Data listing

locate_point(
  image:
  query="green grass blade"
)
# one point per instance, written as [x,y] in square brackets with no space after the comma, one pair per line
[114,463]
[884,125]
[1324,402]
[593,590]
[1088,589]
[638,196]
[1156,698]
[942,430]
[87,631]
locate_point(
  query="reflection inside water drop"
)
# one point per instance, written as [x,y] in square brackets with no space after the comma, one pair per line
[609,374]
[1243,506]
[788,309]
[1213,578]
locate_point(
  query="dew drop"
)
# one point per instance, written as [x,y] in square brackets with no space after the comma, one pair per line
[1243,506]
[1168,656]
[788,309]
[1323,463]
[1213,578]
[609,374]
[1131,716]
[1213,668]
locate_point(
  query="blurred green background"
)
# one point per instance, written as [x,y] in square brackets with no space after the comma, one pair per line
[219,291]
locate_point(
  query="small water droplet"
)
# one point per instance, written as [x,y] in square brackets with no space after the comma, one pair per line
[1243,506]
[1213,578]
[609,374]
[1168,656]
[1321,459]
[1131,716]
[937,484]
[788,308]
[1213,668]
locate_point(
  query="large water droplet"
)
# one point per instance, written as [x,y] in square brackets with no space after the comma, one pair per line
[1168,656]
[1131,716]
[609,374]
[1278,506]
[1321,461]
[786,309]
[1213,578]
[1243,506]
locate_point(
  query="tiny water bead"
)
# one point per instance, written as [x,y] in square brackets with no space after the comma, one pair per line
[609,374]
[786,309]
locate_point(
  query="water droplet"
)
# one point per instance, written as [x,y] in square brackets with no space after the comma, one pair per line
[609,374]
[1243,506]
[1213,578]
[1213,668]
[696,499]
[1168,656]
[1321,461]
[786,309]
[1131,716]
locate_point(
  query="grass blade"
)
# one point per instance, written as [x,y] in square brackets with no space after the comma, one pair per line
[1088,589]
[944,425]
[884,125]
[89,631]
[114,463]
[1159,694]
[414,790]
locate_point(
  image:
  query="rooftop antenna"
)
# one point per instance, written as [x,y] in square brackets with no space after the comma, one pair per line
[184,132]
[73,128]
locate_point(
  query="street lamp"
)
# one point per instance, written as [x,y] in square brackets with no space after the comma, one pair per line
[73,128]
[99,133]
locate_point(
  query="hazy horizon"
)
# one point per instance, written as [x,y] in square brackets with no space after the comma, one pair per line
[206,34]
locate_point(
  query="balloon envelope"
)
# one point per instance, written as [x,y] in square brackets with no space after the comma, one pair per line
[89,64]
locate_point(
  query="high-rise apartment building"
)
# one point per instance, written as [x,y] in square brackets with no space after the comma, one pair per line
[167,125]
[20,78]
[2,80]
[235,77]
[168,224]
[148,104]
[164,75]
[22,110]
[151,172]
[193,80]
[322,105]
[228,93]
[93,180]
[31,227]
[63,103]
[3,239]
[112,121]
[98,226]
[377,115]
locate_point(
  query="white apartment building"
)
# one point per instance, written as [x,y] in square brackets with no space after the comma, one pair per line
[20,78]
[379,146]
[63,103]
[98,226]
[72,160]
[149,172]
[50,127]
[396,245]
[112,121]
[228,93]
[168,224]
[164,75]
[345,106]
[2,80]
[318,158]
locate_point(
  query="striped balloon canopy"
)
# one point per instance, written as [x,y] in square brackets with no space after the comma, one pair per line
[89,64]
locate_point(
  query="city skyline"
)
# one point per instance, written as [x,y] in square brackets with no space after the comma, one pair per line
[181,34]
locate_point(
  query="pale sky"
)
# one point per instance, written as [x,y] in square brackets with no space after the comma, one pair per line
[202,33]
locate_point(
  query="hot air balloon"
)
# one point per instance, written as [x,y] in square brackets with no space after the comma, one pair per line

● **Directions for this task**:
Return the listing above in full, character for character.

● **Output for this task**:
locate_point(
  image:
  query="green grass blade"
)
# one point per instance, written as [x,y] in square brackets with no space after the comma, one pair per line
[114,463]
[884,125]
[1324,402]
[593,590]
[1088,589]
[638,196]
[1156,698]
[942,430]
[87,631]
locate_point(
  query="reflection inside water drop"
)
# one point per instance, written as [x,y] in square brackets with no space after the comma, one pair per line
[609,374]
[1243,506]
[788,309]
[1213,578]
locate_point(
  query="dew drop"
)
# one point per instance, written as [x,y] in square brackets with no space after the comma, one pair per line
[1243,506]
[1168,656]
[788,309]
[1323,463]
[1213,578]
[609,374]
[1131,716]
[1213,668]
locate_point(
  query="blurred green background"
)
# one point per instance, written as [x,y] in square brackets with no space after the comma, one pair per line
[219,291]
locate_point(
  query="small water droplet"
)
# one point per instance, written as [x,y] in square brackets with no space after the comma, one pair per line
[1243,506]
[1213,578]
[609,374]
[1168,656]
[1321,459]
[1131,716]
[937,484]
[788,308]
[1213,668]
locate_point(
  query="large water droplet"
)
# one point per instance, written as [x,y] in square brackets with no space after the comma, one pair per line
[1168,656]
[1131,716]
[609,374]
[1278,506]
[1321,461]
[786,309]
[1213,578]
[1243,506]
locate_point(
  query="tiny water bead"
)
# one point per instance, written as [x,y] in square brackets with no space after the comma, one pair per line
[609,374]
[786,309]
locate_point(
  query="water droplet"
)
# one point per instance, written as [x,y] in square brackets with no space after the comma, one pair per line
[609,374]
[1243,506]
[1213,578]
[1213,668]
[696,499]
[1168,656]
[1321,461]
[786,309]
[1131,716]
locate_point(
  query="grass blade"
)
# one point per instance, written as [x,y] in square brackets with no space after the comma, one pair per line
[1088,589]
[944,425]
[884,125]
[89,631]
[114,463]
[1159,694]
[414,790]
locate_point(
  image:
  query="rooftop antenna"
)
# one point per instance, written as [x,y] in square brackets with no space after the comma, one pair per line
[184,132]
[73,128]
locate_point(
  query="street lamp"
)
# one point per instance, written as [x,y] in square brackets with no space after the comma, one pair per line
[73,128]
[99,133]
locate_point(
  query="hazy horizon"
)
# one point per instance, written as [x,y] in square brackets with no space after the comma, one pair per line
[206,34]
locate_point(
  query="balloon envelope"
)
# one point per instance, written as [x,y] in square brackets with no space after the comma, one pair per line
[89,64]
locate_point(
  query="high-rise apartment building"
)
# one point per instance, written as [x,y] in square brackets with no space after the comma, one pair per line
[167,125]
[20,78]
[2,80]
[235,77]
[168,224]
[148,104]
[164,75]
[22,110]
[151,172]
[193,80]
[322,105]
[228,93]
[93,180]
[31,227]
[63,103]
[3,239]
[112,121]
[98,226]
[377,115]
locate_point(
  query="white apartment building"
)
# one point per instance, written as [x,y] in square brackets with no space after the comma, one pair per line
[20,78]
[379,146]
[63,103]
[98,226]
[72,160]
[149,172]
[50,127]
[396,245]
[112,121]
[228,93]
[168,224]
[164,75]
[345,106]
[2,80]
[318,158]
locate_point(
  query="striped balloon canopy"
)
# one point per instance, written as [x,y] in square brackets with no space after the comma, one pair per line
[89,64]
locate_point(
  query="city skyline"
)
# one point per instance, written as [x,y] in square brackets with no space after the comma, one pair per line
[181,34]
locate_point(
  query="pale sky"
)
# one point per instance, written as [x,y] in square brackets with no space after the comma, one pair per line
[202,33]
locate_point(
  query="hot air balloon"
)
# one point per instance, written as [x,y] in square brackets with no space after the comma, one pair per line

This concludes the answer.